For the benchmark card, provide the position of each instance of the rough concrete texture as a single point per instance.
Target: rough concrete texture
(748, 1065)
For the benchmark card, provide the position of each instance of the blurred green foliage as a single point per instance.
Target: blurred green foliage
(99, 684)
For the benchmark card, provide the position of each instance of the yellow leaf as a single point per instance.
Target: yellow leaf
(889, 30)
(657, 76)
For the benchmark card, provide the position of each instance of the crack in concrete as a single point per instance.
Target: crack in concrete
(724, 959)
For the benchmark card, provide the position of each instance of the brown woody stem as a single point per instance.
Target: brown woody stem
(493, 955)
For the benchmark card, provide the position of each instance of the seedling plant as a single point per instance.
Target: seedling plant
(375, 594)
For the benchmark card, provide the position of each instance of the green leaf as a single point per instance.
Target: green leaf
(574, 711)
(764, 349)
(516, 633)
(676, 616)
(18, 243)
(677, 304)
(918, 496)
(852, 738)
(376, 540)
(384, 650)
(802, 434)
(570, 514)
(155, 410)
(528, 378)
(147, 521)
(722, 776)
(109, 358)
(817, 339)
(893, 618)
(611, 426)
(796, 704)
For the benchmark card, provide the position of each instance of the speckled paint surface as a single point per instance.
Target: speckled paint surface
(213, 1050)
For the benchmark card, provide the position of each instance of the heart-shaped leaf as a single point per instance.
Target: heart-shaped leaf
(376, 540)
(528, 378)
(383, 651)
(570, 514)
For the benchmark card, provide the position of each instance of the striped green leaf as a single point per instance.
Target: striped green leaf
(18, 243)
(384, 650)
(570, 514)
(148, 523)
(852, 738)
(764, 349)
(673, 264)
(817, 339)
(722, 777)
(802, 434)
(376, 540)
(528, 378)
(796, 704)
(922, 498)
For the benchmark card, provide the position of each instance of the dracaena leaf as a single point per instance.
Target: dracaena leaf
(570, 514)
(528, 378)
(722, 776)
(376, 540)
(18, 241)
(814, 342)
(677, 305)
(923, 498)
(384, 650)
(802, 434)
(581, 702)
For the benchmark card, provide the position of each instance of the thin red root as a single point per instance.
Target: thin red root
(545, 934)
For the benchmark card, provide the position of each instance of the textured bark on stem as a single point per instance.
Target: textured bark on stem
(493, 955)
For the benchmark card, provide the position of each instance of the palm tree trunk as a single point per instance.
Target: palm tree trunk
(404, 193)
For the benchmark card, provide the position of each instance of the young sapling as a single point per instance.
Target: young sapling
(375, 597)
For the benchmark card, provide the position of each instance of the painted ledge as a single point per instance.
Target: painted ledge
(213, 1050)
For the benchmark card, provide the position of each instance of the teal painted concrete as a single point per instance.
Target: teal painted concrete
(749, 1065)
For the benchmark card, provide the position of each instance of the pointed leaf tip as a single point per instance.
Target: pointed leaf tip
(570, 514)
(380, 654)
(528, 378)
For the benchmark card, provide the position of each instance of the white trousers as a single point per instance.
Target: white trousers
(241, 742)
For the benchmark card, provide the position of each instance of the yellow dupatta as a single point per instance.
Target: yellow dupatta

********************

Rewrite the stretch of the records from the line containing "root as a single point per instance." through the end of the records, swapping "benchmark card" for "test sheet" and keeping everything else the same.

* Answer below *
For the test sheet, provide the position of each instance of the thin red root as a single point per instance.
Target: thin red root
(545, 934)
For the test sheet, provide the position of each instance of the textured bark on stem as a single point per instance.
Target: textured bark on stem
(493, 955)
For the test sheet, provide the position of each instance of the palm tree trunk as a single point per instance.
Target: palm tree trunk
(404, 193)
For the test sheet, provide the position of each instance of the young sapling as a single point per instance.
Target: young sapling
(375, 597)
For the test sheet, provide the position of each instance of the painted ledge as a single point per instance.
Target: painted ledge
(213, 1050)
For the test sheet, provide the position of each instance of the teal painted concrete as a single point per instance.
Target: teal painted concrete
(749, 1065)
For the test sheet, provide the position of each instance of the pointed leaf tip as a single point per instance.
Target: pointed leaf tip
(570, 514)
(380, 654)
(528, 378)
For the test sheet, provide the position of each instance of the white trousers as a single point per instance.
Target: white trousers
(241, 742)
For the test sheet, provide the position of each instance of the yellow dupatta as a single point per instance.
Target: yellow dupatta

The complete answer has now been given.